— Requirement A —
Count how many lines of the records below contain the word "lush", and give that number alone.

— Article —

/---

# US May Sell or Lease A Nuclear Sub to Australia



## tomahawk6 (22 Feb 2012)

Might be a good idea for Canada to grab a USN attack sub as well. You could pay for it with oil.Oil for subs has a nice ring. :camo:

http://afr.com/p/national/us_floats_nuclear_subs_option_uPMgRrev3KjNwBLfFxpdeO

The United States has indicated for the first time it would be willing to lease or sell a nuclear submarine to Australia in a move that will inflame tensions with China and force the Coalition to declare its policy on bolstering regional defence.

US Ambassador to Australia Jeffrey Bleich told The Australian Financial Review yesterday that whichever option Canberra pursued as a replacement for its Collins class submarines, Washington viewed Australia’s subs program as crucial to security in the Asia-Pacific region.

“Decisions about the design of the Australian submarine are up to Australia’s leaders, including whether they pursue diesel power or nuclear power,” Mr Bleich said. “Whatever they decide the US is willing to help.’’

His comments suggest the US would be open to discussing nuclear submarine technologies with Australia at a time of severe budget constraints here and in the US, despite Defence Minister Stephen Smith restating Labor’s opposition to any nuclear submarine purchase. But Australian sources maintain they have been told by opposition figures that Coalition leader Tony Abbott will consider the nuclear option if he wins an election due in 2013.

Opposition defence spokesman David Johnston has gone as far as saying the Coalition would support Labor if it sought to examine the nuclear submarine option. Neither Mr Abbott’s office nor Mr Johnston were prepared to comment on Mr Bleich’s intervention last night

But leading defence analysts, including former Liberal minister Peter Reith, have urged both sides of politics to consider nuclear subs.

A senior Defence source said Australia would probably be able to buy a 7500 tonne Virginia Class submarine for around $2.5 billion, but because it would come off a mature production line its price would reduce over time.

Labor has been considering the purchase of 12 conventional submarines to replace the Collins, with an Australian designed and built option costing up to $36 billion, or $3 billion each. 

Respected senior Lowy Institute fellow Alan Dupont told the Financial Review that given what was at stake, “no option should be ruled out’’.

“If you are talking about spending $36 billion on a replacement for the Collins class then why shouldn’t the nuclear option be put under the microscope?’’ Dr Dupont said. “A nuclear submarine would meet all the requirements of the 2009 defence white paper and go beyond them.’’

Former prime minister Kevin Rudd’s 2009 defence white paper, predicated on the potential threat posed by China, called for 12 submarines, much larger than the Collins class – around 4000 tonnes compared to the current 3050 tonnes. 

They were to be armed with torpedoes, cruise missiles, mini-subs for special forces and state of the art combat and communication systems.

\---

(Rows from a pointing dataset)
/---

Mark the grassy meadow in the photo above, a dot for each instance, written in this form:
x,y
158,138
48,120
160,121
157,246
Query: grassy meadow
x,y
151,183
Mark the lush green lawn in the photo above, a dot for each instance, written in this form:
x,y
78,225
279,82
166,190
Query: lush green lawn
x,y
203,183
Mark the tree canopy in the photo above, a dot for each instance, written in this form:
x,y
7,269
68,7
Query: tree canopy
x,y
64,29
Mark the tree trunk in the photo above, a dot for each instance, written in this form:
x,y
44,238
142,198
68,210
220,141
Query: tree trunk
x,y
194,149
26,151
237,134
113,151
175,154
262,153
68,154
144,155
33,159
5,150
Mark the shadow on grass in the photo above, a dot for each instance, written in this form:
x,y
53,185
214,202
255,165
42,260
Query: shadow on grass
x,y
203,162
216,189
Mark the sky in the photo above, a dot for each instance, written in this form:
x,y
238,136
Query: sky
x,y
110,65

\---

— Requirement B —
From the thread above on a US nuclear submarine for Australia, return the passage between "A senior Defence" and "or $3 billion each.", inclusive, copied word for word.

— Complete output A —
2

— Complete output B —
A senior Defence source said Australia would probably be able to buy a 7500 tonne Virginia Class submarine for around $2.5 billion, but because it would come off a mature production line its price would reduce over time.

Labor has been considering the purchase of 12 conventional submarines to replace the Collins, with an Australian designed and built option costing up to $36 billion, or $3 billion each.